— START DOCUMENT EXTRACT —

Monday, 18 November 2024 | Pioneer News Service | New Delhi

Manipur volatile, HM monitoring state

Amid escalating unrest in Manipur, Union Home Minister Amit Shah on Sunday cancelled all his rallies in poll-bound Maharashtra and returned to Delhi to hold a meeting to review the volatile situation. Irate mobs set fire to the residences of three more Bharatiya Janata Party (BJP)  legislators, one of whom is a senior Minister, and also the home of a Congress MLA in various districts of Imphal Valley, even as security forces foiled the attempt of agitators to storm the ancestral residence of Manipur Chief Minister N Biren Singh, officials said.

Later in the evening, the Home Minister held a meeting with senior security and intelligence officials, and reviewed the Manipur situation. Meanwhile, Central Reserve Police Force (CRPF)  chief Anish Dayal Singh reached imphal on Sunday, to monitor and coordinate the security operations in the region.

— END DOCUMENT EXTRACT —

◆ **WORK TO COMPLETE**:
a) According to the Manipur news report above, why did Amit Shah cancel his Maharashtra rallies and return to Delhi? Answer in one to three sentences.
b) In the Manipur news report, whose ancestral residence did security forces stop agitators from storming?

— START COLLECTED MATERIAL —

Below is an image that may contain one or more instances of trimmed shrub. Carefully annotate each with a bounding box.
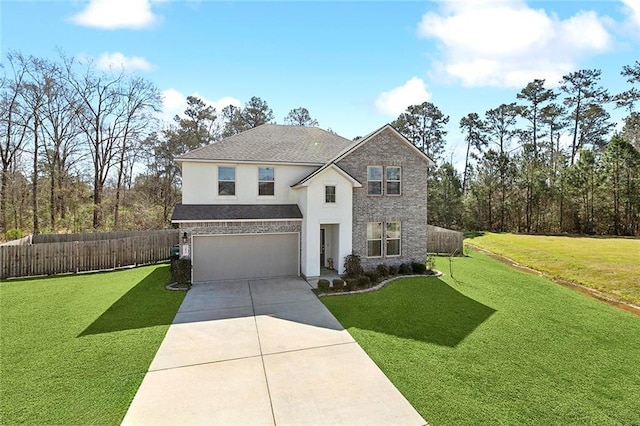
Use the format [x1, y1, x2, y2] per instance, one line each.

— END COLLECTED MATERIAL —

◆ **WRITTEN ANSWERS**:
a) Amit Shah cancelled his rallies in Maharashtra and returned to Delhi because of escalating unrest in Manipur. He went back to hold a meeting to review the volatile situation there.

b) The ancestral residence of Manipur Chief Minister N Biren Singh.